--- ACTION ITEM ---
Write out all of the entries, matching the original exactly.

--- RECORD EXTRACTS ---
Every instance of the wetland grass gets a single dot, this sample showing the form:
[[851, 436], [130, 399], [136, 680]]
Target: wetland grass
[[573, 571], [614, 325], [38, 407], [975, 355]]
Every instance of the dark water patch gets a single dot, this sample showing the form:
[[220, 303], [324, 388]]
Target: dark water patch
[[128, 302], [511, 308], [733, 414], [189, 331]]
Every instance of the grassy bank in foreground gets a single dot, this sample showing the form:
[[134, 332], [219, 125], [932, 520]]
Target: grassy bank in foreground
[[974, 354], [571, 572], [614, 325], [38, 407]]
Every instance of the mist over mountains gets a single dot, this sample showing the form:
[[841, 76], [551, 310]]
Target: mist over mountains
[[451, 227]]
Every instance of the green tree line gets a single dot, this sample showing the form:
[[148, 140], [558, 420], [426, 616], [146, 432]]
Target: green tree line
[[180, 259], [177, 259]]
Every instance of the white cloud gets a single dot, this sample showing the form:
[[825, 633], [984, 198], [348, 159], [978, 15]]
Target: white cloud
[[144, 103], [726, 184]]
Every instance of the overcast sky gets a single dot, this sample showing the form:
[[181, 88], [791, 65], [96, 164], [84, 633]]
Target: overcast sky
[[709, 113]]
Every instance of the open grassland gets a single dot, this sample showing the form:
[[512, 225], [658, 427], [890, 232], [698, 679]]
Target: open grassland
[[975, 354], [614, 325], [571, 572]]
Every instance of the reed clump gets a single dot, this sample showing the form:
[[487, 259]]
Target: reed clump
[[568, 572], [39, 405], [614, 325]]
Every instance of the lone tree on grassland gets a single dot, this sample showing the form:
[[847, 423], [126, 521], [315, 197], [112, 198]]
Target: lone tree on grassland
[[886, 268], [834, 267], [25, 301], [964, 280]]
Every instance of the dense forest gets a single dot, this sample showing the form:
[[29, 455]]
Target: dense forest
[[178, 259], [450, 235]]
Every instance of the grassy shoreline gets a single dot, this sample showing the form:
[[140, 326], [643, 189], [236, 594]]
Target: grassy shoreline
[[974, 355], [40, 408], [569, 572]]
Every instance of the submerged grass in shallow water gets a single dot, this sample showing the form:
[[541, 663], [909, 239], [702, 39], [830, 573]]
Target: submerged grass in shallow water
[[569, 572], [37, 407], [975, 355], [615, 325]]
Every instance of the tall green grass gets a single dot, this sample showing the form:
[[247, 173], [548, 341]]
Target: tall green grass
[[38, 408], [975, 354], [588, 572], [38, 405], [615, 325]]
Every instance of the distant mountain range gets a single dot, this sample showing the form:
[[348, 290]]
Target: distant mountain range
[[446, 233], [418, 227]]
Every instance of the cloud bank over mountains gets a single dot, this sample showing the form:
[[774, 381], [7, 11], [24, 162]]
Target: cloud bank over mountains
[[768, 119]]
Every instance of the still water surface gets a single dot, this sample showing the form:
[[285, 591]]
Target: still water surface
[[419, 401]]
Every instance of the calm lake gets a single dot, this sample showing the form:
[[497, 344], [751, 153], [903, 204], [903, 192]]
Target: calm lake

--- RESPONSE TO THIS TASK ---
Every instance of the wetland grass gets a single dot, this sample showing the form:
[[851, 436], [130, 399], [136, 680]]
Target: wetland grass
[[573, 571], [614, 325], [38, 407], [975, 355]]
Every instance of the dark water patch gets a single dot, this sample showing the form:
[[220, 303], [324, 388]]
Target: dark water patch
[[128, 302], [511, 308], [733, 414], [189, 331]]
Every instance of the grassy bank in foreground gets a single dot, this sample showing the form:
[[134, 332], [219, 125], [932, 520]]
Target: grassy bank in foreground
[[974, 354], [571, 572], [614, 325], [38, 407]]
Every instance of the mist over mountains gets a single dot, this sample showing the form:
[[841, 76], [551, 310]]
Target: mist over mountains
[[451, 227]]
Every instance of the green tree line gets a single dot, this sample showing the form:
[[148, 140], [558, 420], [426, 616], [146, 432]]
Target: green tree line
[[180, 259], [177, 259]]
Every instance of the white cloud gets a single dot, this sample showing the form:
[[825, 633], [984, 198], [348, 159], [978, 15]]
Target: white cloud
[[144, 103], [726, 184]]
Every instance of the overcast sky gets a single dot, this sample showing the form:
[[181, 88], [791, 65], [96, 164], [84, 633]]
Target: overcast sky
[[709, 113]]
Every instance of the open grassland gets a single dot, this sample showing the form:
[[512, 225], [658, 427], [890, 232], [698, 679]]
Target: open grassland
[[975, 354], [614, 325], [571, 572]]
Every instance of the reed clump gets a single dot, this sample showing the form:
[[487, 259]]
Target: reed clump
[[568, 572], [39, 405], [614, 325]]
Every instance of the lone tree on grassland gets a single dot, this sample showing the form:
[[847, 423], [126, 521], [315, 197], [112, 198]]
Target: lone tree on grassland
[[886, 268], [834, 267], [25, 301], [964, 280]]
Every instance of the dense forest gets a single dot, this sample showing the form:
[[29, 455]]
Target: dense forest
[[178, 259], [450, 235]]
Every instance of the grassy shoreline gets a single dot, this sample showing the form:
[[140, 326], [643, 189], [236, 594]]
Target: grassy shoreline
[[974, 355], [40, 408], [569, 572]]
Every instance of the submerged grass in shallow water gets a single dot, this sample showing the form:
[[541, 663], [909, 239], [702, 39], [830, 573]]
Target: submerged grass in shallow water
[[569, 572], [37, 407], [975, 355], [615, 325]]
Every instance of the tall green grass gets a single dot, this sample showing the form:
[[247, 173], [548, 341]]
Target: tall green grass
[[38, 408], [975, 354], [588, 572], [38, 405], [615, 325]]
Every instance of the distant mountain range gets a single dot, this sample showing the form:
[[348, 290]]
Target: distant mountain range
[[446, 233], [418, 227]]
Every instance of the cloud bank over mountains gets a single dot, this sample showing the form:
[[774, 381], [7, 11], [24, 162]]
Target: cloud bank over mountains
[[768, 119]]
Every instance of the still water surface gets a single dot, this sample showing the form:
[[285, 591]]
Target: still water surface
[[419, 401]]
Every instance of the calm lake gets a single dot, this sample showing the form:
[[497, 344], [751, 153], [903, 204], [903, 192]]
Target: calm lake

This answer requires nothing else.